>> start Listed records

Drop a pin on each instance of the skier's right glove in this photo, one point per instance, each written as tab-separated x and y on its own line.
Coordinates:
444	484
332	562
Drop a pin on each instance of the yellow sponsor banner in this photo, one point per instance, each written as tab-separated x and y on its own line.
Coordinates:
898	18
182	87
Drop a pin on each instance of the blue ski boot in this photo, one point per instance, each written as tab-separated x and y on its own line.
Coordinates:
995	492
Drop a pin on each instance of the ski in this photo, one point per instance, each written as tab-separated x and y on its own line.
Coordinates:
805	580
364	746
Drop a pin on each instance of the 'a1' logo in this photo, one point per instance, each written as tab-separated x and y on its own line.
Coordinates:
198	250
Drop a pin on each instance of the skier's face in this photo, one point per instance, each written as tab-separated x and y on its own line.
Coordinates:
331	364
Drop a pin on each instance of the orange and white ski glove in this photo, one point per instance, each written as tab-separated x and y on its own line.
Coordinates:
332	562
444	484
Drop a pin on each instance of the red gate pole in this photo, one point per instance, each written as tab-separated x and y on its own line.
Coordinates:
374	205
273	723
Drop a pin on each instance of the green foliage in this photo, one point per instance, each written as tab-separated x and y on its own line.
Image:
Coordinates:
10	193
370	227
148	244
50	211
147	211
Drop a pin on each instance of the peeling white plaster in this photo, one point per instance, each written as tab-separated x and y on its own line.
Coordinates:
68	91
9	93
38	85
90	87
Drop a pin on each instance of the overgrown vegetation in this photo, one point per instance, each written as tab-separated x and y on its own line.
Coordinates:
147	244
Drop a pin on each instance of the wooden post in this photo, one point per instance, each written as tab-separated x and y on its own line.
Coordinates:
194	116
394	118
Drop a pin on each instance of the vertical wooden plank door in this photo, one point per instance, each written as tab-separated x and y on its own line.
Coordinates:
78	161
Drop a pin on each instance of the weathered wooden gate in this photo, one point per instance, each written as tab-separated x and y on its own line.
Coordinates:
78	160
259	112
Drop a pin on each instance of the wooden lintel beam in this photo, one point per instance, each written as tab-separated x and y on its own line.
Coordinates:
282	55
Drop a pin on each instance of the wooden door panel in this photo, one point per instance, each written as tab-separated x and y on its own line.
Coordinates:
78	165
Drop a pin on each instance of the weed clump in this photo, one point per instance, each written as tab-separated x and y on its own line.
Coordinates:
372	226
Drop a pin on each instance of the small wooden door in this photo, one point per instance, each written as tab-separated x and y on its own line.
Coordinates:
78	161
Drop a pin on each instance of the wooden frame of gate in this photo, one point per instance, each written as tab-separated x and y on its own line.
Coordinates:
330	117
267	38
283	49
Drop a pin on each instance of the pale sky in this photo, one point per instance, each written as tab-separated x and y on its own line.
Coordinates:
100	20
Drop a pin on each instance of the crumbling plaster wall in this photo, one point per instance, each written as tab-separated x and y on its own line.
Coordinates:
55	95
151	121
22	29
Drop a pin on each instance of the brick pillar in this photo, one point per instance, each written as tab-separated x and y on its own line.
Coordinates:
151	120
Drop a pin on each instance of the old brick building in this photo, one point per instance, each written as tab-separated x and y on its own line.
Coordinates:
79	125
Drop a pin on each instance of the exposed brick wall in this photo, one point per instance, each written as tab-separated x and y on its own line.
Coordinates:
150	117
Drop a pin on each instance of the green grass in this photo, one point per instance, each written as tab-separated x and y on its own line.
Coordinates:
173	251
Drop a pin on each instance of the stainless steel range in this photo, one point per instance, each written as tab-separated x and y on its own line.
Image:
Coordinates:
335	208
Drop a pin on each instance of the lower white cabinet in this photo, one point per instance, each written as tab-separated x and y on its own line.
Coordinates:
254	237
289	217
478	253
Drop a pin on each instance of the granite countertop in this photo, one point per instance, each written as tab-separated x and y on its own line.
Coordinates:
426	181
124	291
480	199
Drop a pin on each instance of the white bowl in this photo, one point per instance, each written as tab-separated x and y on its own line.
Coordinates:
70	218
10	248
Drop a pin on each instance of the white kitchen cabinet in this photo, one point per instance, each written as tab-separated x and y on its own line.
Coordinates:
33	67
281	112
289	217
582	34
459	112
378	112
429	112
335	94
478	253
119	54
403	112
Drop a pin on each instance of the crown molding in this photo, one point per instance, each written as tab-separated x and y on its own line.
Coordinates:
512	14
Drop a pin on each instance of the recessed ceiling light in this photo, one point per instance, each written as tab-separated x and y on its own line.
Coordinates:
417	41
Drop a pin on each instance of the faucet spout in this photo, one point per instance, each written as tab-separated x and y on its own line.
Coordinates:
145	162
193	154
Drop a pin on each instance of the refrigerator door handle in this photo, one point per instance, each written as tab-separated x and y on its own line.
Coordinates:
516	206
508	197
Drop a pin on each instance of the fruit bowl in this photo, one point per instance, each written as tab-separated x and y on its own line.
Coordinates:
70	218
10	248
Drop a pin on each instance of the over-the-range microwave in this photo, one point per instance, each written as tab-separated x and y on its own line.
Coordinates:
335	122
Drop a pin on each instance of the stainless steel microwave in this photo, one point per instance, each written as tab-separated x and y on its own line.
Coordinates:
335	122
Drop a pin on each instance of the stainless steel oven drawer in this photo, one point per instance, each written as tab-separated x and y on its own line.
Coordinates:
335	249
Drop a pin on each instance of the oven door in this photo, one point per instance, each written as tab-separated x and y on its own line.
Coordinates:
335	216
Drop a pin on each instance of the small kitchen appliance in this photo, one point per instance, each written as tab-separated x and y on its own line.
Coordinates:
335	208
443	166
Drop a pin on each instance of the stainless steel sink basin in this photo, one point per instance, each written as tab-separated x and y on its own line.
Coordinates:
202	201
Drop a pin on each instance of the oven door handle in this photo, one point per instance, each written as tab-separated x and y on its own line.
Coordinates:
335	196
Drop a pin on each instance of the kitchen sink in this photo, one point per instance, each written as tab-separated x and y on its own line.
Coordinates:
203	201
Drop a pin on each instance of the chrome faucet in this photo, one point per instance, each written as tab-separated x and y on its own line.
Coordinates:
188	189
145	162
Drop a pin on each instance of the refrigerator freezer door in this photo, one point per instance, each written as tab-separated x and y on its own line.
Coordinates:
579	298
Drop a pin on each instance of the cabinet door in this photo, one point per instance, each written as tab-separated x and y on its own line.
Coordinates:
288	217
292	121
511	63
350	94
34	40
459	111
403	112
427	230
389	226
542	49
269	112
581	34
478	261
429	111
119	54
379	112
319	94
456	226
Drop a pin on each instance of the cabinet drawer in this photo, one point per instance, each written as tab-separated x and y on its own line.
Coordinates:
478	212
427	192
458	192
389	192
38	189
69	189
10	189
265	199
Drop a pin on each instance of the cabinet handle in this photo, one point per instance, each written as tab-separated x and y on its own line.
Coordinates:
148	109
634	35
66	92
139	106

>> end Listed records

# Aim
Return, unchanged, each line from the line containing "Drop a pin on each instance of the cabinet door" through the last line of the material.

# Solution for this task
Drop a pin on each instance of the cabinet door in this photo, one point per instance, each written as tab-separated x and y on its own line.
Coordinates:
288	217
292	121
511	63
350	94
34	40
459	111
403	112
427	230
389	226
542	49
269	112
581	34
478	261
429	111
119	54
379	112
319	94
456	226
Drop a pin on each instance of the cabinet drawer in this photo, one point per instance, each written as tab-separated x and y on its own line.
Coordinates:
478	212
427	192
458	192
389	192
38	189
69	189
10	189
265	199
Drop a pin on each instance of the cabinet handle in this photo, one point per instance, each written as tab-separated x and y on its own line.
Coordinates:
148	109
634	35
66	92
139	106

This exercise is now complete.